Task instructions >> Where "above" appears in a line of the entries below, that line should be copied.

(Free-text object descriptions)
- Opening Delimiter -
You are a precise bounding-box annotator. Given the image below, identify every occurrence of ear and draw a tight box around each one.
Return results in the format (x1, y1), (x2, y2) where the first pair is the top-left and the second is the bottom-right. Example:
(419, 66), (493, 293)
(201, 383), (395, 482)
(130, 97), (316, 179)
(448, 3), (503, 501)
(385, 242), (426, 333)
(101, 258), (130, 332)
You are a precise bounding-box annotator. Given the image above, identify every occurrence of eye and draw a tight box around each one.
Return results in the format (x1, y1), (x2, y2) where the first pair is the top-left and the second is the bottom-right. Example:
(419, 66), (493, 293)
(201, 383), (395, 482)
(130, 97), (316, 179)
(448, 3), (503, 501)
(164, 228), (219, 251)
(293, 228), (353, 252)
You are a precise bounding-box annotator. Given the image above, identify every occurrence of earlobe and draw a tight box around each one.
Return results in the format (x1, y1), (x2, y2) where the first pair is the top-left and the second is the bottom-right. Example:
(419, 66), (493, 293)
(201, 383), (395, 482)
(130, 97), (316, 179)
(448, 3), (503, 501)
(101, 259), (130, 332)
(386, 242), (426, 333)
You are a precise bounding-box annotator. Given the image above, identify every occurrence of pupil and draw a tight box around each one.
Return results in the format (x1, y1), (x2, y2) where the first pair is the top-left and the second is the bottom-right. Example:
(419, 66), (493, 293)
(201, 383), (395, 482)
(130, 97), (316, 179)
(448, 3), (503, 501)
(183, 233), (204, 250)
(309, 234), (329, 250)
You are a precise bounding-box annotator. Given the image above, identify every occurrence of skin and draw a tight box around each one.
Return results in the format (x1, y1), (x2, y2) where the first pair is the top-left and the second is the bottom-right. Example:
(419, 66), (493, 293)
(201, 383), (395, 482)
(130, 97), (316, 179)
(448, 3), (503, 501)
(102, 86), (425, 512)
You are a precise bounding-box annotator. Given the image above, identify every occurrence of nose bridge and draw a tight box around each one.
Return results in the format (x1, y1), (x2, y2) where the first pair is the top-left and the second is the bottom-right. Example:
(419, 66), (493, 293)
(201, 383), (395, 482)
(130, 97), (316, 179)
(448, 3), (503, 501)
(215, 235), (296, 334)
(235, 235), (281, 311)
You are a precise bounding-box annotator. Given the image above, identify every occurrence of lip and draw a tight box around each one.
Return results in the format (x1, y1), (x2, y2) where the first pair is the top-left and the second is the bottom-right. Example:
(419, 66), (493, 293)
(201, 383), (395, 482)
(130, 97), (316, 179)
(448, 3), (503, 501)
- Closing Delimiter -
Answer to this problem >>
You are a precise bounding-box annotator. Given the image above, identify every occurrence of eye and draw a tight box around each one.
You are a precise bounding-box annotator. Given the image above, identify every occurrence of earlobe and draw a tight box around each one.
You are a precise bounding-box annotator. Given the image above, identify every occurrence of pupil and draw a tight box around each one.
You are a precise bounding-box annotator. Given the image above, identify every occurrence of skin and draw a tight box around each one.
You are a precise bounding-box annotator. Given the image above, identify every occurrence of nose bridge and draw a tight box around each one.
You are a precise bounding-box annotator. Given the image above, identify every occurrence of lip and draw a tight box around each one.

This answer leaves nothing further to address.